* Document section

Securing a durable recovery: Covid-19 and beyond

Press release  | 
29 June 2021
  • The strong policy response to Covid-19 delivered a faster than expected economic rebound, but the uneven recovery creates daunting challenges for policymakers.
  • In the near term, flexible policy support is key to nursing the recovery. In the longer term, monetary and fiscal policies will need to re-establish safety margins, a complicated task given the unprecedented initial conditions and inadequate structural reforms.
  • The pandemic has exacerbated income and wealth inequality. Monetary policy cannot influence its rising long-term trend, but can mitigate it by tackling macroeconomic instability in line with its mandate.

Swift and forceful action from central banks and governments has limited the economic damage from the Covid-19 pandemic, and as policymakers look ahead to the next phase of the recovery they must prepare for different but no less formidable challenges, the Bank for International Settlements (BIS) said in its Annual Economic Report 2021

In its flagship economic publication, the BIS describes the global recovery so far as incomplete and uneven, with some countries and sectors bouncing back quickly and others lagging. The uneven recovery could generate headwinds for emerging market economies (EMEs) in particular, due to tighter financial conditions as advanced economies transition more quickly.

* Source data
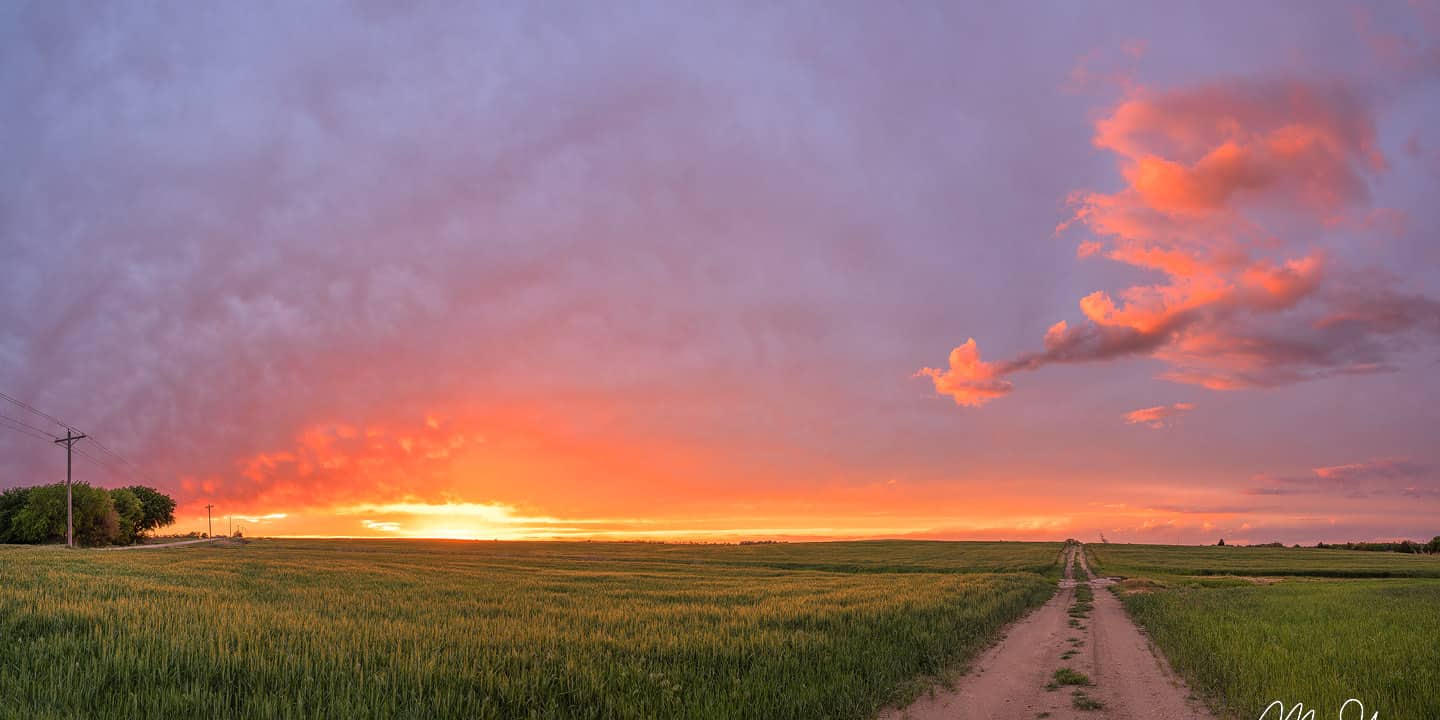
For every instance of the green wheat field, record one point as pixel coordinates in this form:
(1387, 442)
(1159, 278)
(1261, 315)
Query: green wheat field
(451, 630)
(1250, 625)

---

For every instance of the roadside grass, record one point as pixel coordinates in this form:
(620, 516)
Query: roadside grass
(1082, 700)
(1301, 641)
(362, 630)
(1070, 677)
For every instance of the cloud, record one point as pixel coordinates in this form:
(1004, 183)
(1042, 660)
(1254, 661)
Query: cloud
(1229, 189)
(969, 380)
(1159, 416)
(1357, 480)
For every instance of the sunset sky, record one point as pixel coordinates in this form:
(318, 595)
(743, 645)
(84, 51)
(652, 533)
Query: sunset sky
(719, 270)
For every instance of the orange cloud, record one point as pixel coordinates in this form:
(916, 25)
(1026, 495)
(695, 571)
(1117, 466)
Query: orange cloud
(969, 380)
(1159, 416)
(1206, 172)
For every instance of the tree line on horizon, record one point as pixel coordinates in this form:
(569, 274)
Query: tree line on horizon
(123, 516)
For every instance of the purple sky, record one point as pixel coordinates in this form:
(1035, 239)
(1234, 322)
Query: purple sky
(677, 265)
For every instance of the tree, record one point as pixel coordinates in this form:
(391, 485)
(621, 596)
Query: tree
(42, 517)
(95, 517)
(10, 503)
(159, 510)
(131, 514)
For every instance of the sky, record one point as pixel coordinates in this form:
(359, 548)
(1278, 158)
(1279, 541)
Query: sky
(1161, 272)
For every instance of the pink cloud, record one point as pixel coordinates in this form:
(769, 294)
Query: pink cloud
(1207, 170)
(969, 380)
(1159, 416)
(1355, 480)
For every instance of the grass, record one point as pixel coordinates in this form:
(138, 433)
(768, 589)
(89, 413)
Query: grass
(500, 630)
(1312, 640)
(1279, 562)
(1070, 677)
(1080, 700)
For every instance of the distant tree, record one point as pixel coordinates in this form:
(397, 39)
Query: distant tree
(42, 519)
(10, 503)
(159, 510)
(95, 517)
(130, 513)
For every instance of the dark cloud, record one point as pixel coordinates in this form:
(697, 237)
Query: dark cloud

* Task directions
Check each statement against the press release. Answer yes or no for each, and quote the words of the press release that decide it.
1. The policy response to Covid-19 produced an economic rebound slower than expected.
2. Monetary policy cannot influence the rising long-term trend of inequality.
3. Emerging market economies could face headwinds from tighter financial conditions.

* Written reply
1. No: "delivered a faster than expected economic rebound"
2. Yes: "Monetary policy cannot influence its rising long-term trend"
3. Yes: "could generate headwinds for emerging market economies (EMEs) in particular, due to tighter financial conditions"